■ Ausgewählter Auszug
▼
Als „political correctness“, „woke“ und „cancel culture“ usw. werden Überlegungen in diese Richtung seit 1989 verstärkt als Bedrohung der Freiheit, des christlichen Abendlandes und überhaupt des gesunden Menschenverstandes thematisiert. Die politische Rechte hat hier ganz länderübergreifend schöne Mobilisierungsthemen für einen ordentlichen Kulturkrieg gegen die unordentlichen Linken gefunden. Und häufig genug klappt das auch, vor allem wenn lauter Leute lange und ausführlich über die angeblichen Sprechverbote labern, von denen sie sich bedroht fühlen. So auch Wagenknecht: „Mit diesem Buch positioniere ich mich in einem politischen Klima, in dem cancel culture an die Stelle fairer Auseinandersetzungen getreten ist. Ich tue das in dem Wissen, dass ich nun ebenfalls gecancelt werden könnte“ (S.18). Oder eben auch in der schlichten Berechnung, dass der empörte Aufschrei von Parteigenoss*innen mindestens für die Verkaufszahlen des Buchs, vermutlich aber auch für die Verbreitung der Argumentation ganz nützlich sein dürften. Die Figur der wagemutigen Streiterin für eine unterdrückte Wahrheit - komischerweise überall erhältlich und in Dauerschleife bei BILD und im Internet präsent - macht Eindruck: Hier steht sie, sie kann nicht anders; vermutlich sollte mensch ihr Buch an irgendeine Kirchentür nageln.
▲
■ Schriftliche Aufgabe A
Welchen Nutzen könnte Wagenknecht laut dem Auszug zu Wagenknechts Buch davon haben, sich als mögliches Opfer von „cancel culture“ darzustellen? Antworte in ein bis drei Sätzen.
■ Schriftliche Aufgabe B
Schreibe den Auszug zu Wagenknechts Buch im Anschluss an seinen letzten Satz weiter.
Für den Auszug zu Wagenknechts Buch sind die Zeilen ohne Belang.

■ Datensammlung
▼
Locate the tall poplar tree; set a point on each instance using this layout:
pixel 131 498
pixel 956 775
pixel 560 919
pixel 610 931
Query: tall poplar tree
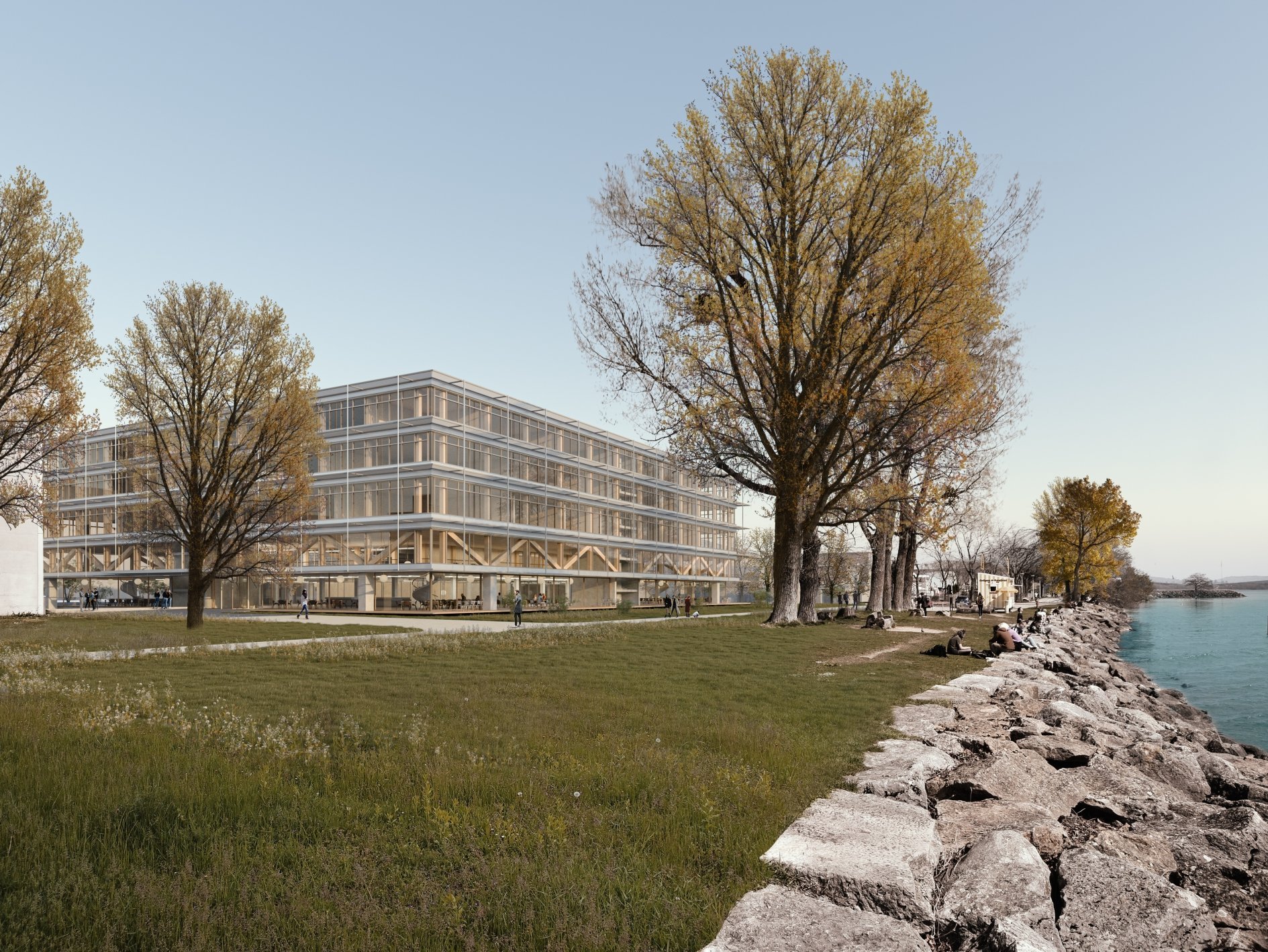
pixel 46 340
pixel 806 271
▲
■ Richtige Antwort A
Der Auszug vermutet dahinter eine schlichte Berechnung: Der empörte Aufschrei von Parteigenoss*innen dürfte mindestens den Verkaufszahlen des Buchs nützen. Vermutlich hilft er auch bei der Verbreitung ihrer Argumentation.

■ Richtige Antwort B
Um nicht missverstanden zu werden. Nur weil wir Wagenknecht an dieser Stelle kritisieren, heißt das im Umkehrschluss nicht, dass alles gut und richtig ist, was heutzutage in der Linken en vogue ist. Da ließe sich gewisslich einiges vernünftig kritisieren, was Wagenknecht aber keineswegs tut. Nämlich als einen falschen, aber eben keineswegs völlig irrationalen Versuch, mit den vielfältigen Formen von Abwehr und Ignoranz gegenüber rassistischen, sexistischen, homo- und transfeindlichen Erlebnissen umzugehen. Abwehr und Ignoranz häufig durch Leute, die diese Erlebnisse eben nicht hatten, und auch keine größere Gefahr laufen, sie jemals machen zu müssen. (Manchmal aber auch von Leuten, denen ähnliche Erlebnisse drohen, die dies aber nicht wahrhaben wollen.)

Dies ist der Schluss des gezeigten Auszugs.